Work order: Whenever the string "sample" turns up in a line below, that line should be copied.

Material shown:
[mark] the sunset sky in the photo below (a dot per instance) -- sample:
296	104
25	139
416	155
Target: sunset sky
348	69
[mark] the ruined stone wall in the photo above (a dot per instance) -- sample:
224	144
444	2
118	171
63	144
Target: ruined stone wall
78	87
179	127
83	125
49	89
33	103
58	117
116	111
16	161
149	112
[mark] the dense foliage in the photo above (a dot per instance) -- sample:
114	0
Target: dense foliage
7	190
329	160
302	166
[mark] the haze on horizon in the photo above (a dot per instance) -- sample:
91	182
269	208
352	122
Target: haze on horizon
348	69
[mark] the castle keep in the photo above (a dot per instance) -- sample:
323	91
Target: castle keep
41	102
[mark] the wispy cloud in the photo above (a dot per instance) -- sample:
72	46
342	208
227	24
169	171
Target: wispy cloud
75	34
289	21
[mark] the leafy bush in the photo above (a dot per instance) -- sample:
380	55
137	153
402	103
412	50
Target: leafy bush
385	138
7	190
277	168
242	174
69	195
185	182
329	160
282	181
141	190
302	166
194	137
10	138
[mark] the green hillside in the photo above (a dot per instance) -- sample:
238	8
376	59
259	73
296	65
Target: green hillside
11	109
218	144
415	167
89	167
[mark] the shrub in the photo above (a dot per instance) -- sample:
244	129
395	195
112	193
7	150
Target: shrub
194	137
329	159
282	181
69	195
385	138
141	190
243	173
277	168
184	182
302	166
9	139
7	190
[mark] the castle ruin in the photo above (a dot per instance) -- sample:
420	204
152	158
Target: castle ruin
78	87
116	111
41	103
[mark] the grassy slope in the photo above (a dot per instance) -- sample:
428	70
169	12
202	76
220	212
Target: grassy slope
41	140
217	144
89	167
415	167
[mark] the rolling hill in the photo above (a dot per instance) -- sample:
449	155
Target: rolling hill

Solution for this exercise:
[mark] the sunset sky in the photo below (a dot per instance) -- sample:
[mark] the ruined stone wall in the photo above (a dot per instance) -- sample:
[mark] the dense foliage in the photo above (a dot per instance) -- sample:
[mark] the haze on horizon in the photo above (a dot per instance) -- sample:
[mark] the castle keep in the photo above (a dot per instance) -- sample:
[mark] the wispy cloud in the photo above (a dot per instance) -- sample:
[mark] the leafy bush in the photo above (a dot per instance) -- sample:
[mark] the green hillside in the photo above (a dot per instance) -- sample:
[mark] the shrub in the photo above (a dot per instance) -- sample:
[mark] the castle ruin in the photo above (a dot per instance) -- sample:
[mark] the grassy slope in the photo above (a dot per instance) -- sample:
[mark] the rolling hill in the photo above (a dot per instance) -- sample:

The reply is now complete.